— Input data —

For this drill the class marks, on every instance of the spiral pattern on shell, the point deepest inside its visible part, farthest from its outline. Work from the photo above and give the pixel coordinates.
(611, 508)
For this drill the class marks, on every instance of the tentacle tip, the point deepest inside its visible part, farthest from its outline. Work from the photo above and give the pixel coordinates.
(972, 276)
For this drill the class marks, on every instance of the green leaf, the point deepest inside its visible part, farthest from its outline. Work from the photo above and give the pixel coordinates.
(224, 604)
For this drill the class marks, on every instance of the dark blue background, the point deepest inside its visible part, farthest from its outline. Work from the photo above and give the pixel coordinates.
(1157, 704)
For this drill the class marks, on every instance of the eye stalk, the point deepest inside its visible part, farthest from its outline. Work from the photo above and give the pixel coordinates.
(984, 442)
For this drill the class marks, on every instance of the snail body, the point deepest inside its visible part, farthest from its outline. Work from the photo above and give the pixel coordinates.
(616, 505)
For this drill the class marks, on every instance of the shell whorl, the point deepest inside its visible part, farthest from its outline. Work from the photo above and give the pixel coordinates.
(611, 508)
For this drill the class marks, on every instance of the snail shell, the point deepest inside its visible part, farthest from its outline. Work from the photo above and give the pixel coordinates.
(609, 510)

---

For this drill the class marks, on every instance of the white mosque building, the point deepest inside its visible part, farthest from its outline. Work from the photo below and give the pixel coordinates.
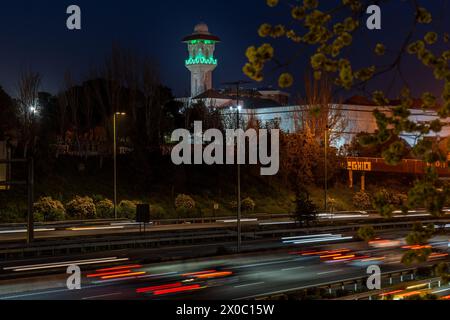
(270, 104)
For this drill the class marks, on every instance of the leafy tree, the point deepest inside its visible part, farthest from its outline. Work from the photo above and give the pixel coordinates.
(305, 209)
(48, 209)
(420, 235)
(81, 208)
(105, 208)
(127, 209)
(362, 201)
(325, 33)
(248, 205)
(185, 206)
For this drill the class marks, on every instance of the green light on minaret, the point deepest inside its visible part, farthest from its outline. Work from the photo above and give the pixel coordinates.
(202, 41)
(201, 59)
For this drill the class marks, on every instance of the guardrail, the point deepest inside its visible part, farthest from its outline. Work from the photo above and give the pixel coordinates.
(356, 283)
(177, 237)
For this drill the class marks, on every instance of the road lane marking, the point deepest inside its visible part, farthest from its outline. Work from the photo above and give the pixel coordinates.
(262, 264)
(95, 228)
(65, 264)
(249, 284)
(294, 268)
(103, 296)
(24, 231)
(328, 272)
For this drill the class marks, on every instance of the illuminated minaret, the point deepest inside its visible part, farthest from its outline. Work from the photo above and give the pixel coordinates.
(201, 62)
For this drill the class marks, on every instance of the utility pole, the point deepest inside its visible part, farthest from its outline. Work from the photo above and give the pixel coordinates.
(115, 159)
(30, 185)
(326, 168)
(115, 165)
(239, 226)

— Exercise aim —
Can you reproduce everything from the line containing "of the dark" down to the line containing "(1157, 704)", both included, keeping the request text as it is and multiplying each answer coordinate by 0.25, rounded to whole numbers with halves going up?

— Written solution —
For this drill the class marks, on every instance of the dark blue background, the point deepest inside its visible part, farthest from its outline. Work from the photo above and give the pixel coordinates.
(289, 176)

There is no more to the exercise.